Directions for this task: Extend the peer review exchange on the early life stress and FKBP5 manuscript, starting after its final line.

Text:

· · · · · · ·

1. The Introduction section should not contain information what was observed during the presented experiments. Such information should be given in the Discussion/Conclusion section.

2. The Results section is very long and confusing, since it contains a lot of information that should be given in the Methods and materials or Discussion sections. The Results section should refer only to the obtained outcomes, without discussing them or explaining the used methods. Therefore, the Result section should be re-written.

3. In the Result section the Authors should also present the percentage of open arm entries.

4. Line 120 – results related only to open arms (not closed arms) were presented.

5. Line 125 – Fig 1B presents a significant decrease in time spent in the open arms only vs. WT-ELS group.

6. Line 209 – Differences between groups are not indicated in Fig. 4A.

7. In the Introduction or Discussion section the Authors should explain why the tTA control group was used.

 

 


Author Response

Reviewer 3

Having read the manuscript entitled “Early life stress and high FKBP5 interact to increase anxiety-like symptoms through altered AKT signaling in the dorsal hippocampus” I have to admit that the topic is quite interesting. However, I have a few comments:

1. The Introduction section should not contain information what was observed during the presented experiments. Such information should be given in the Discussion/Conclusion section.

We have removed extraneous information describing the current study from the introduction. However, we have maintained the final paragraph of the introduction as a summary of the current study, as is typical in scientific publications.

2. The Results section is very long and confusing, since it contains a lot of information that should be given in the Methods and materials or Discussion sections. The Results section should refer only to the obtained outcomes, without discussing them or explaining the used methods. Therefore, the Result section should be re-written.

Thank you for your comment. We have revised the results, methods, and discussion sections to improve clarity and readability by removing and reordering content. 

3. In the Result section the Authors should also present the percentage of open arm entries.

Thank you for pointing this out. We have added the percentage of open arm entries into the Supplementary File, which is now also described in the results.

4. Line 120 – results related only to open arms (not closed arms) were presented.

We have added the data for closed arm time into Table 1.

5. Line 125 – Fig 1B presents a significant decrease in time spent in the open arms only vs. WT-ELS group.

· · · · · · ·

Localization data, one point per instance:
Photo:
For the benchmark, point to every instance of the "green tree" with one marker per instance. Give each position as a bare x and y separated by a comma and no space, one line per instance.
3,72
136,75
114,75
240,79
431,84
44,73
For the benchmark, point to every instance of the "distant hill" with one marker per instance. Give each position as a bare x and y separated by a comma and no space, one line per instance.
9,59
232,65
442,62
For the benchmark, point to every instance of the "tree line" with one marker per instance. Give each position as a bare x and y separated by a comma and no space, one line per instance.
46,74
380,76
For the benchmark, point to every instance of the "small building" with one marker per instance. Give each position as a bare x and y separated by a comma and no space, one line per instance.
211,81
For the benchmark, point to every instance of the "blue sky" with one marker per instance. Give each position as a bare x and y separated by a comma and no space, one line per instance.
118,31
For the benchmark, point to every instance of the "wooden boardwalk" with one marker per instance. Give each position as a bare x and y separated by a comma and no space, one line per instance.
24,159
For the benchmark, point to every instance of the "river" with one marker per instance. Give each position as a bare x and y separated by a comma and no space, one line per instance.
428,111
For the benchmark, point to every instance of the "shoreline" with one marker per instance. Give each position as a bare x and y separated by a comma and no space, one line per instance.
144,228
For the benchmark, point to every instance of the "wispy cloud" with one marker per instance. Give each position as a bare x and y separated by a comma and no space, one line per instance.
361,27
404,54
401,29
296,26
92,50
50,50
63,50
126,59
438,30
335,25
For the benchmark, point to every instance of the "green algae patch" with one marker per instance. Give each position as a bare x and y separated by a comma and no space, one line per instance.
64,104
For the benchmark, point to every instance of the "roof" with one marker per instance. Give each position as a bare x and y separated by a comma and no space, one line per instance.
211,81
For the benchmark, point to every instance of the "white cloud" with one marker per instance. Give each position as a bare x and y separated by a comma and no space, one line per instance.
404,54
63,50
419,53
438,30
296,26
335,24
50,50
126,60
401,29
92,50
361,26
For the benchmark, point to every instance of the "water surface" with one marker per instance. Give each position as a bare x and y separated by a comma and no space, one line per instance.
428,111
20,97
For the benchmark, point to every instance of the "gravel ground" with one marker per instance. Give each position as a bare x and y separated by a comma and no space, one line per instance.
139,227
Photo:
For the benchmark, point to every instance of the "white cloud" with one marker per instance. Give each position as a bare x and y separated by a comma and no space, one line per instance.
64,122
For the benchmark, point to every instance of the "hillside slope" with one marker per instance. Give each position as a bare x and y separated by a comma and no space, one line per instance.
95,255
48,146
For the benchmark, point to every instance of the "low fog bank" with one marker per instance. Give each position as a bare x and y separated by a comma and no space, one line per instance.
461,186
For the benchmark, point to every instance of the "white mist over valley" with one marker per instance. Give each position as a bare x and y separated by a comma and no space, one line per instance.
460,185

· · · · · · ·

Solved problem:
We thank the reviewer for this comment. We have included the statistical analysis in Table 1 and addressed this observation in the figure by including the non-significant labeling and explaining it in the “Results”

6. Line 209 – Differences between groups are not indicated in Fig. 4A.

Thank you for your comment. The significance was by ELS overall by two-way ANOVA. We think adding this into the graph may increase confusion. Please advise if there is a specific way you recommend denoting this, that we would be happy to include.

7. In the Introduction or Discussion section the Authors should explain why the tTA control group was used.

Thank you for letting us know that this would be helpful. The tTA group is an essential control because it is a part of the background of the rTgFKBP5 mice, which is made from crossing an FVB-FKBP5 mouse with a CamKIIα-tTA mouse. We have now included additional information in the Results “We used both the WT and tTA controls to ensure any effect of high FKBP51 was independent of either background” and Discussion “We used a unique mouse model overexpressing FKBP5 (rTgFKBP5) and two control groups (WT and tTA) to address our hypothesis. The tTA control group express the tetracycline-off transactivator driven by the CAMKII promoter which helped us distinguish rTgFKBP5 mice from any phenotypical and biochemical difference caused by this construct.”

 

 


Round 2

Reviewer 1 Report

In the revised manuscript authors have accomplished all the reviewer's concerns. Still present some English minor spelling mistakes. Overall, the manuscript has noticeably improved and I recommend now publication. 


Reviewer 2 Report

The authors have addressed my comments

Reviewer 3 Report

All my comments have been addressed.